Records
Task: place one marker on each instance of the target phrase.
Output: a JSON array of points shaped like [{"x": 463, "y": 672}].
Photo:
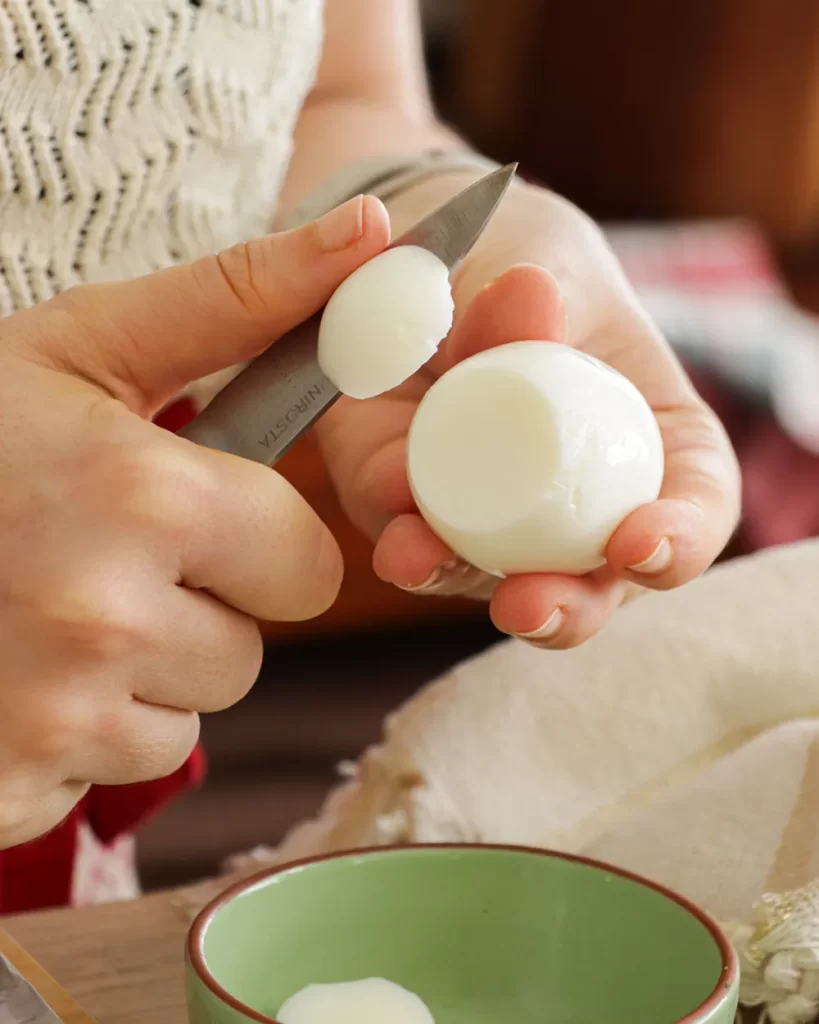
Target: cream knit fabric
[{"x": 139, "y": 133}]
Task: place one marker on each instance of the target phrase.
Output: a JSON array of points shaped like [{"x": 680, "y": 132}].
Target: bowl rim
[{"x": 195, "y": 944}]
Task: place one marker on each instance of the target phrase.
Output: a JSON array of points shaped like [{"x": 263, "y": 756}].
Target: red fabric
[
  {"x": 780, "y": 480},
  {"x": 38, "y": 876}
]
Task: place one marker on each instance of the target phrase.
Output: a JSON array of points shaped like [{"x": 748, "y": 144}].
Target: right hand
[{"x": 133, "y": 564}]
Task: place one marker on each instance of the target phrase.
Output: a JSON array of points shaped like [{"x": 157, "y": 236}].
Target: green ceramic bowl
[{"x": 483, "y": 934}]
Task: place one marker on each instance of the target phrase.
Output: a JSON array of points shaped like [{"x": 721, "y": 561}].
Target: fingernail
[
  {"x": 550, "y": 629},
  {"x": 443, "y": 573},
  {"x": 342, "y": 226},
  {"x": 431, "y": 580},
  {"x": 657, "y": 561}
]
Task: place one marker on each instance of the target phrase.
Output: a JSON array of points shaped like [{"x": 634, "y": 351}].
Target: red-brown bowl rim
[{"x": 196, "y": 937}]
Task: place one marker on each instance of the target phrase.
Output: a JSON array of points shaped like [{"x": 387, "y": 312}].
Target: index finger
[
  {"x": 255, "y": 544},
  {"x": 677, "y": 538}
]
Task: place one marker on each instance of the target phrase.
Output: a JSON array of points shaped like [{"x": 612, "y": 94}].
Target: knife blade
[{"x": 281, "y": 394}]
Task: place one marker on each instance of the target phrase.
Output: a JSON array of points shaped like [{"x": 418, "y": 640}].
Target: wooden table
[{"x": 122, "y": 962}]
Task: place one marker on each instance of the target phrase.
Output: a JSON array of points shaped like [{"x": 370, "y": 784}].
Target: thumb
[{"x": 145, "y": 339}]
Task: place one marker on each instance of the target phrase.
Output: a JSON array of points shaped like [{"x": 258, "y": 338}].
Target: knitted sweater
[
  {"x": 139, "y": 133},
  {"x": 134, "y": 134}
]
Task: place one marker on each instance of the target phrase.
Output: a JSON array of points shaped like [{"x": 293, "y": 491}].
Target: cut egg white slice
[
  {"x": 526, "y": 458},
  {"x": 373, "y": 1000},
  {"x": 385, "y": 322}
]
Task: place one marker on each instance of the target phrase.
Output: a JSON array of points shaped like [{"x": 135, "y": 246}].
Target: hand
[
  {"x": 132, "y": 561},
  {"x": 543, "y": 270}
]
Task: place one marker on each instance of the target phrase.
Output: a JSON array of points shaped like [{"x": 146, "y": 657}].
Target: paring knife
---
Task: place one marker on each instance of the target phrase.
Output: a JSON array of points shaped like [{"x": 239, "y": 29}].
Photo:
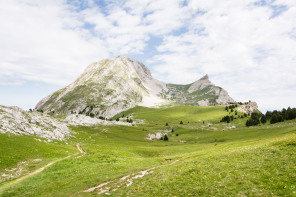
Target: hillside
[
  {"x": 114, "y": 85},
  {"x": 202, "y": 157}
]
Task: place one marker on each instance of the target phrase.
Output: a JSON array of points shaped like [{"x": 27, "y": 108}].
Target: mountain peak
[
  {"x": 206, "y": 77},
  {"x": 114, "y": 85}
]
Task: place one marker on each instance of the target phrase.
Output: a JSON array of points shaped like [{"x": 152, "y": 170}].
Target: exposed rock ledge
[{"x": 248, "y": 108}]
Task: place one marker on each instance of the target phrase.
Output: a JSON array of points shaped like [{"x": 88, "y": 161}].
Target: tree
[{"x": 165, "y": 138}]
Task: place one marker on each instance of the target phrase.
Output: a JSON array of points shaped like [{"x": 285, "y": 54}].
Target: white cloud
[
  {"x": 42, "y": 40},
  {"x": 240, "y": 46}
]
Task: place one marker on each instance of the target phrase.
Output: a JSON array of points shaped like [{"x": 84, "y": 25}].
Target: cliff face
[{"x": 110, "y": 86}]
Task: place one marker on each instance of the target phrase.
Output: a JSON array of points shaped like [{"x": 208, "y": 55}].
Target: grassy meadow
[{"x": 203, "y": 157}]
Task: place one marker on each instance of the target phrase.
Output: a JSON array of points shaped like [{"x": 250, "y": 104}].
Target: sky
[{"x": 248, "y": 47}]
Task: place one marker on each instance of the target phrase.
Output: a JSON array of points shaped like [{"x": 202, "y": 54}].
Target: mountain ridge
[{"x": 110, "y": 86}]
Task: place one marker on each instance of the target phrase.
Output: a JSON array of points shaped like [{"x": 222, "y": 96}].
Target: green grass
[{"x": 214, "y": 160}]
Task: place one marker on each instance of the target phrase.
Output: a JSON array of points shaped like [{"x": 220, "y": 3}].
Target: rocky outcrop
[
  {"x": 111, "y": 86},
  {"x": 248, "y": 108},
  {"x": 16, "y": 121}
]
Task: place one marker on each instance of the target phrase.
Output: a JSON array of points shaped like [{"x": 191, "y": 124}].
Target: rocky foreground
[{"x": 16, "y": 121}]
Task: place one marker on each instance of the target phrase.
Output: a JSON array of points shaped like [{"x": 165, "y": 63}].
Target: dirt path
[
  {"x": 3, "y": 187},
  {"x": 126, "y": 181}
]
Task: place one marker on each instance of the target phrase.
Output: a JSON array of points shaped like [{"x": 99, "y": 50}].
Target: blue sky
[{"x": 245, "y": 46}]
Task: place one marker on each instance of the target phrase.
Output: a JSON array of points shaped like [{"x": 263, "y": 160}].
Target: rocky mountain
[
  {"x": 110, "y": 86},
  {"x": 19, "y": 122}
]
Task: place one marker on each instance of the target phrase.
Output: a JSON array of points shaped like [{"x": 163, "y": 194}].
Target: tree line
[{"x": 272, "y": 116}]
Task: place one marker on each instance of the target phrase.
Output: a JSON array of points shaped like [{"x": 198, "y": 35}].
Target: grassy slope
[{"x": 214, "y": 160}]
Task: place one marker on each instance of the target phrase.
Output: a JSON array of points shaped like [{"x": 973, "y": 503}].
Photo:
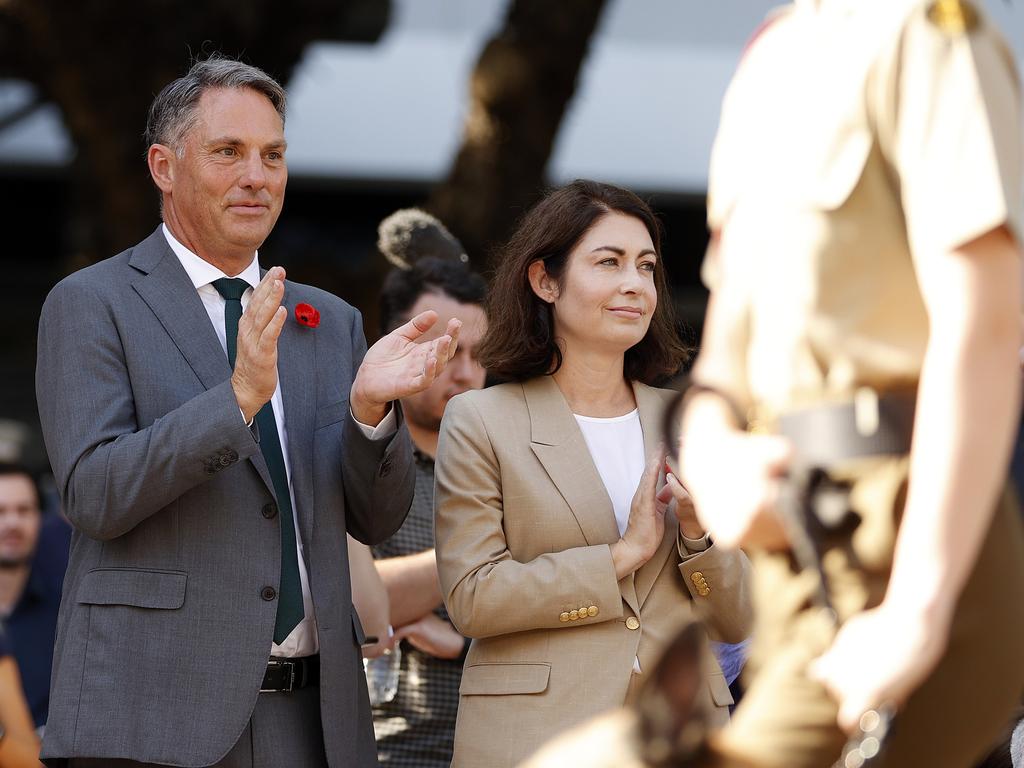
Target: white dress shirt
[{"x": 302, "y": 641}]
* * *
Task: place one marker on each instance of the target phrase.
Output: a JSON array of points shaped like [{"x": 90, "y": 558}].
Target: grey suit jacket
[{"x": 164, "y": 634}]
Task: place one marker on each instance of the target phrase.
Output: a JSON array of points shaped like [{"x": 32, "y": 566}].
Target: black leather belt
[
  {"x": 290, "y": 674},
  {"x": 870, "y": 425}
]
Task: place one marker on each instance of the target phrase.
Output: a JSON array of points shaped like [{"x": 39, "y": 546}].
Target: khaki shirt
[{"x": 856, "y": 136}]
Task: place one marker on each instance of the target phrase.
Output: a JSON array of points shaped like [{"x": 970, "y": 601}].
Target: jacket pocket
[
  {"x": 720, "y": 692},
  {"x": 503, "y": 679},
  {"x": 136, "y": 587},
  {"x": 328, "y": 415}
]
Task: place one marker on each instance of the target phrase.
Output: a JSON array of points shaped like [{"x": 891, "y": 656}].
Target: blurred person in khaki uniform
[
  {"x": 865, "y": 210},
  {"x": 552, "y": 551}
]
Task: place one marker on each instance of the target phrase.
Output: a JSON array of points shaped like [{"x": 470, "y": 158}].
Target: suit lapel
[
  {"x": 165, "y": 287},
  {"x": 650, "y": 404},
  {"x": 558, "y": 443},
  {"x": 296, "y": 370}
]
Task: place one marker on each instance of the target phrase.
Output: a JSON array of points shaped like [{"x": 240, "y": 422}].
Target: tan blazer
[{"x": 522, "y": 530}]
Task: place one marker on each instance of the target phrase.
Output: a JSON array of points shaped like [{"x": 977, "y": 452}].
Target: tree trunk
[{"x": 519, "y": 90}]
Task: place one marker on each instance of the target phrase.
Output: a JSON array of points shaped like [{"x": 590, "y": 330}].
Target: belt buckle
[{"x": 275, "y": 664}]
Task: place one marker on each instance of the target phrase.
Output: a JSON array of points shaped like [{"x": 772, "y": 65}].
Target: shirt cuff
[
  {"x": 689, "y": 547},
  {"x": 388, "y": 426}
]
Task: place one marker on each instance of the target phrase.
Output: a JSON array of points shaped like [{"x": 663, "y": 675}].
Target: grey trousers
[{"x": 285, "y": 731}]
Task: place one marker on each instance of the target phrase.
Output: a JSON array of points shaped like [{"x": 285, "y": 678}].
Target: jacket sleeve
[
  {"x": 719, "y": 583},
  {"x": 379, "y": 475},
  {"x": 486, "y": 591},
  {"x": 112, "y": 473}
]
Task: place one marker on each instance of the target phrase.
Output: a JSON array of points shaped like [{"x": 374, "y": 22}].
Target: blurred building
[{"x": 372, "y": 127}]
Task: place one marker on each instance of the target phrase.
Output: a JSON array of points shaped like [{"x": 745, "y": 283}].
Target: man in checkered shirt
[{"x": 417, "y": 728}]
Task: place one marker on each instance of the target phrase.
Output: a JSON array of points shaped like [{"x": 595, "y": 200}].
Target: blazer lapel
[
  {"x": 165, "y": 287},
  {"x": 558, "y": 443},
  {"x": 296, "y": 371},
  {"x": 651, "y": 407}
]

**EXERCISE BRIEF:** Locate each line in the records above that contains the string "tree", and copy those lines.

**CORRECT ANSWER:**
Target: tree
Target: tree line
Target: tree trunk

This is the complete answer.